* _Stated goal_:
Print every one of the records below word for word, changing nothing.

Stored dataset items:
_ _ _ _

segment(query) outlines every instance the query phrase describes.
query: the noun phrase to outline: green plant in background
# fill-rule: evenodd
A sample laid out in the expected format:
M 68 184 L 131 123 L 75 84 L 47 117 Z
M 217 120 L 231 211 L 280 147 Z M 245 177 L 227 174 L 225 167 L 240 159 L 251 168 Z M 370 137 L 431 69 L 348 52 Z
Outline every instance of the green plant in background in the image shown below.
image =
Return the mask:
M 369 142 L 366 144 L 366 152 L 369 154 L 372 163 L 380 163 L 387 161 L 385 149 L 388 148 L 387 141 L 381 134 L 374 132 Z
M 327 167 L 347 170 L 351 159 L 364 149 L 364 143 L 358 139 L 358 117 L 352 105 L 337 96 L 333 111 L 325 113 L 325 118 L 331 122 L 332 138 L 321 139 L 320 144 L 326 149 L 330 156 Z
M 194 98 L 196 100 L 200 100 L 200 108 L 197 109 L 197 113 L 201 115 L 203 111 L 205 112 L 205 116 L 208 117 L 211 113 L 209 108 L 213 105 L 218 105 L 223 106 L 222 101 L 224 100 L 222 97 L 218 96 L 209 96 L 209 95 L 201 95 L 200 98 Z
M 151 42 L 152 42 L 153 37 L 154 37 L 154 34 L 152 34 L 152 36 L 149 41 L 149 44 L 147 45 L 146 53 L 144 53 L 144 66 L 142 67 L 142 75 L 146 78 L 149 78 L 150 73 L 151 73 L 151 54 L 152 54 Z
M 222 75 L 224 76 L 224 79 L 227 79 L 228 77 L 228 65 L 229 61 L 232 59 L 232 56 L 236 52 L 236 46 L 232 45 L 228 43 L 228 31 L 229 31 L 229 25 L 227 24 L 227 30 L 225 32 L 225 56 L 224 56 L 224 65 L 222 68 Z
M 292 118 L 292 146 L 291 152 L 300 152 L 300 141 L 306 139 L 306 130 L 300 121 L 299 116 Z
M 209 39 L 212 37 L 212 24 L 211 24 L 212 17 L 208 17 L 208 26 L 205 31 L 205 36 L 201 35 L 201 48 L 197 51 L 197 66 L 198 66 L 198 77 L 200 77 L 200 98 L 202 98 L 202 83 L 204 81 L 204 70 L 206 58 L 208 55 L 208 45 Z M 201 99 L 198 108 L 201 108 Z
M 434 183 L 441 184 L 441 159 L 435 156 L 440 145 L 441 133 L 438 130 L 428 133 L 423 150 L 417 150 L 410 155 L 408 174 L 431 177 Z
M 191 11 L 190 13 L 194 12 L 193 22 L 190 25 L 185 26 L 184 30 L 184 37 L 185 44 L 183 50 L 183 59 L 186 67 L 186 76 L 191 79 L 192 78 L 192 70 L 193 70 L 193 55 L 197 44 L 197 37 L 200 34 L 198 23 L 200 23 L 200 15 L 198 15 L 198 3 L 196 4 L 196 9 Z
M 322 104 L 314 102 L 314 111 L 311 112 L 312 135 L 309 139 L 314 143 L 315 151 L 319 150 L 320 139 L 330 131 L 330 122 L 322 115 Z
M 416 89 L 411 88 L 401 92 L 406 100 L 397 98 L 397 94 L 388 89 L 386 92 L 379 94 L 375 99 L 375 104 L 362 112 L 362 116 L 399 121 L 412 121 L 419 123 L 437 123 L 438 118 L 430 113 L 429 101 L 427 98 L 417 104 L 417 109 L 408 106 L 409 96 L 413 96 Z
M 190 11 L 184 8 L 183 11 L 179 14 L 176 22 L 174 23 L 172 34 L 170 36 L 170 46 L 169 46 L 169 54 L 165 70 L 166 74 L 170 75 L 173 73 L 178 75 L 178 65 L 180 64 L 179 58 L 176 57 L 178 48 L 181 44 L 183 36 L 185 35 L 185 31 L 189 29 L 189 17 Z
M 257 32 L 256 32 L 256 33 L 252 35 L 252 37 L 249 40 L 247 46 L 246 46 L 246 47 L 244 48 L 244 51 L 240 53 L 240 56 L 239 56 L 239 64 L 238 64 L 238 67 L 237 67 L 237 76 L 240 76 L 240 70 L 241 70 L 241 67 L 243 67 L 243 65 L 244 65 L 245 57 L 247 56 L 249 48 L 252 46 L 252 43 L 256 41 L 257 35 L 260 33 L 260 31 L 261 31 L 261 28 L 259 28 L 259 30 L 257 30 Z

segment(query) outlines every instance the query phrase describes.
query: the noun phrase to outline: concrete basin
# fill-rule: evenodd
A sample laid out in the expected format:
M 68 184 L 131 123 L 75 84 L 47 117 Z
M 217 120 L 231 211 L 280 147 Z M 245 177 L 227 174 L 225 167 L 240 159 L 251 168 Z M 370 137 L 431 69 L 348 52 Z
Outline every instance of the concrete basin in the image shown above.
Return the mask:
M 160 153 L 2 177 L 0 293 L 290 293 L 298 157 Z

_ _ _ _

* _Result of this exercise_:
segment(query) outlines every instance the query phrase describes.
query: the noun phrase to outline: green plant in background
# fill-rule: evenodd
A sample laid out in the expected format:
M 68 184 L 131 123 L 75 84 L 47 117 Z
M 217 120 L 231 211 L 280 147 Z M 245 177 L 227 174 L 225 167 L 240 159 L 251 168 Z M 370 137 L 431 69 L 348 52 Z
Outline every instance of the green plant in background in the image shown below.
image =
Return the mask:
M 369 142 L 366 144 L 366 152 L 369 154 L 372 163 L 380 163 L 387 161 L 385 149 L 388 148 L 387 141 L 381 134 L 374 132 Z
M 327 167 L 347 170 L 351 159 L 364 149 L 364 143 L 358 139 L 358 117 L 352 105 L 337 96 L 333 111 L 325 113 L 325 118 L 331 122 L 332 138 L 321 139 L 320 144 L 326 149 L 330 156 Z
M 194 98 L 196 100 L 200 100 L 200 108 L 197 109 L 197 113 L 201 115 L 203 111 L 205 112 L 205 116 L 208 117 L 211 113 L 209 108 L 213 105 L 218 105 L 223 106 L 222 101 L 224 100 L 222 97 L 218 96 L 209 96 L 209 95 L 201 95 L 200 98 Z
M 151 42 L 152 42 L 153 37 L 154 37 L 154 34 L 152 34 L 152 36 L 149 41 L 149 44 L 147 45 L 146 53 L 144 53 L 144 66 L 142 67 L 142 75 L 146 78 L 149 78 L 150 73 L 151 73 L 151 54 L 152 54 Z
M 222 75 L 224 76 L 224 79 L 227 79 L 228 77 L 228 65 L 229 61 L 232 59 L 232 56 L 236 52 L 236 46 L 232 45 L 228 43 L 228 31 L 229 31 L 229 25 L 227 24 L 227 30 L 225 32 L 225 56 L 224 56 L 224 65 L 222 68 Z
M 292 118 L 292 146 L 291 152 L 300 152 L 300 141 L 306 139 L 306 130 L 300 121 L 299 116 Z
M 209 39 L 212 37 L 212 24 L 211 24 L 212 17 L 208 17 L 208 26 L 205 31 L 205 36 L 201 35 L 201 48 L 197 51 L 197 66 L 198 66 L 198 77 L 200 77 L 200 98 L 202 98 L 202 83 L 204 81 L 204 70 L 206 58 L 208 55 L 208 45 Z M 201 99 L 198 108 L 201 108 Z
M 434 183 L 441 184 L 441 159 L 435 156 L 440 145 L 441 133 L 438 130 L 428 133 L 423 150 L 417 150 L 410 155 L 408 174 L 431 177 Z
M 191 11 L 190 13 L 194 12 L 193 22 L 190 25 L 185 26 L 184 30 L 184 37 L 185 44 L 183 50 L 183 59 L 186 67 L 186 76 L 191 79 L 192 78 L 192 70 L 193 70 L 193 55 L 197 44 L 197 37 L 200 34 L 198 23 L 200 23 L 200 15 L 198 15 L 198 3 L 196 4 L 196 9 Z
M 322 104 L 314 102 L 314 111 L 311 112 L 312 135 L 309 139 L 314 143 L 315 151 L 319 150 L 320 139 L 330 131 L 330 122 L 322 115 Z
M 416 89 L 411 88 L 401 92 L 406 100 L 397 98 L 397 94 L 388 89 L 386 92 L 379 94 L 375 99 L 375 104 L 362 112 L 362 116 L 399 121 L 412 121 L 419 123 L 437 123 L 438 118 L 430 113 L 429 101 L 427 98 L 417 104 L 417 109 L 408 106 L 409 96 L 413 96 Z
M 190 11 L 184 8 L 183 11 L 179 14 L 176 22 L 174 23 L 172 34 L 170 36 L 170 46 L 169 46 L 169 54 L 165 70 L 166 74 L 170 75 L 173 73 L 178 75 L 178 65 L 180 64 L 179 58 L 176 57 L 178 48 L 181 44 L 183 36 L 185 35 L 185 31 L 189 29 L 189 17 Z
M 257 32 L 256 32 L 256 33 L 252 35 L 252 37 L 249 40 L 247 46 L 246 46 L 246 47 L 244 48 L 244 51 L 240 53 L 240 56 L 239 56 L 239 64 L 238 64 L 238 67 L 237 67 L 237 76 L 240 76 L 240 70 L 241 70 L 241 67 L 243 67 L 243 65 L 244 65 L 245 57 L 247 56 L 249 48 L 252 46 L 252 43 L 256 41 L 257 35 L 260 33 L 260 31 L 261 31 L 261 28 L 259 28 L 259 30 L 257 30 Z

segment(query) outlines every instance the query phrase describes.
query: the noun phrase to outline: concrete basin
# fill-rule: evenodd
A sample laid out in the expected format:
M 68 184 L 131 123 L 75 84 L 47 117 Z
M 217 120 L 231 211 L 280 147 Z M 245 177 L 227 174 L 225 167 L 240 159 L 251 168 Z M 370 137 L 431 69 L 348 52 Z
Outline every instance of the concrete basin in the image shown above.
Return the mask:
M 160 153 L 2 177 L 0 293 L 290 293 L 298 157 Z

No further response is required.